### PETUNJUK PENGERJAAN
[a] Sebutkan semua ciri fisik ikan yang disebutkan dalam teks tentang legenda ikan Sungai Janiah.
[b] Terjemahkan kalimat "Penduduk sekitar memiliki legenda bahwa nenek moyang ikan di sana berasal dari seorang anak perempuan." dari teks tentang legenda ikan Sungai Janiah ke dalam bahasa Inggris.
[c] Tuliskan kembali bagian teks tentang legenda ikan Sungai Janiah mulai dari "Ikan-ikan tersebut berwarna" dan terus sampai "Muchtar Tuanku Sampono.", dengan mengganti "kedai-kedai" menjadi "warung-warung".

### TEKS SUMBER
____
Ikan-ikan tersebut berwarna gelap, berbadan ramping dan panjang.
Orang-orang
di sana hanya tahu ikan-ikan tersebut sakti dan sudah ada sejak zaman
dulu. Penduduk sekitar memiliki legenda bahwa nenek moyang ikan di sana
berasal dari seorang anak perempuan.
Setidaknya
ada dua versi cerita legenda tentang ikan Sungai Janiah. Versi pertama
di kutip dari buku sederhana karangan Ketua Seksi Pariwisata C. Panggulu
Basa yang banyak dijual di kedai-kedai kecil di objek wisata Sungai
Janiah. Versi kedua menurut tokoh Sungai Janiah, Muchtar Tuanku Sampono.
Versi Buku C. Panggulu Basa
Asal mula ikan yang ada di Sungai Janiah dari penjelmaan anak manusia
dan anak jin yang telah dikutuk oleh Tuhan, karena kedua makhluk yang
berlainan alam ini telah melanggar janji yang telah mereka sepakati.
____
### CUPLIKAN DATA
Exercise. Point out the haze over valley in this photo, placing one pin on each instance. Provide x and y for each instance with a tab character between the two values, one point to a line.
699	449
____
### DAFTAR JAWABAN
[a]
- Berwarna gelap
- Berbadan ramping
- Berbadan panjang

[b] The local residents have a legend that the ancestors of the fish there came from a girl.

[c]
Ikan-ikan tersebut berwarna gelap, berbadan ramping dan panjang.
Orang-orang
di sana hanya tahu ikan-ikan tersebut sakti dan sudah ada sejak zaman
dulu. Penduduk sekitar memiliki legenda bahwa nenek moyang ikan di sana
berasal dari seorang anak perempuan.
Setidaknya
ada dua versi cerita legenda tentang ikan Sungai Janiah. Versi pertama
di kutip dari buku sederhana karangan Ketua Seksi Pariwisata C. Panggulu
Basa yang banyak dijual di warung-warung kecil di objek wisata Sungai
Janiah. Versi kedua menurut tokoh Sungai Janiah, Muchtar Tuanku Sampono.